--- Problem to solve ---
Copy the data below with each "instance" swapped for "object" and nothing else changed. Leave the pictures out.

[Available data start]

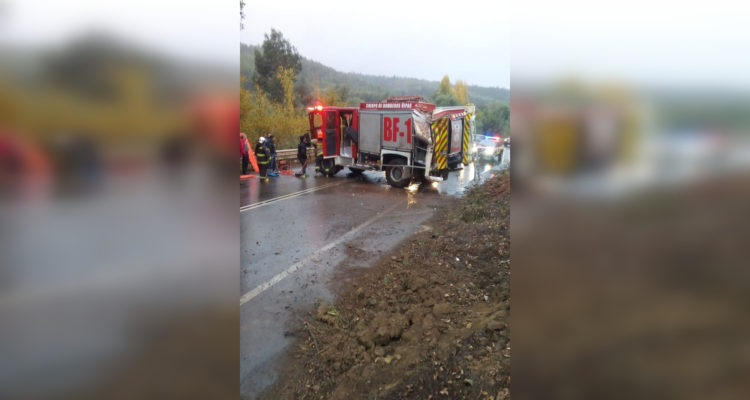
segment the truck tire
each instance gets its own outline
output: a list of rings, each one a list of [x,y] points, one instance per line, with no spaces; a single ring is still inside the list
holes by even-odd
[[[393,159],[390,164],[400,164],[401,166],[388,167],[385,170],[385,179],[388,184],[397,188],[406,187],[411,181],[411,168],[406,166],[406,161],[403,158]]]

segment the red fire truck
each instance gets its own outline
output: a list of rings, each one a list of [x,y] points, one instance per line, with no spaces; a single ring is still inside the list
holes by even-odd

[Available data end]

--- Result for this task ---
segment the truck tire
each object gets its own outline
output: a list of rings, each one a list of [x,y] points, one object per line, with no spaces; a single ring is still inside the list
holes by even-odd
[[[393,159],[390,164],[400,164],[401,166],[388,167],[385,170],[385,179],[388,184],[397,188],[406,187],[411,181],[411,168],[406,166],[406,161],[403,158]]]

segment the red fire truck
each object gets its own outline
output: a list of rings, each one a list of [x,y] points, one object per line, with no spaces; a single ring is still inside the list
holes by even-odd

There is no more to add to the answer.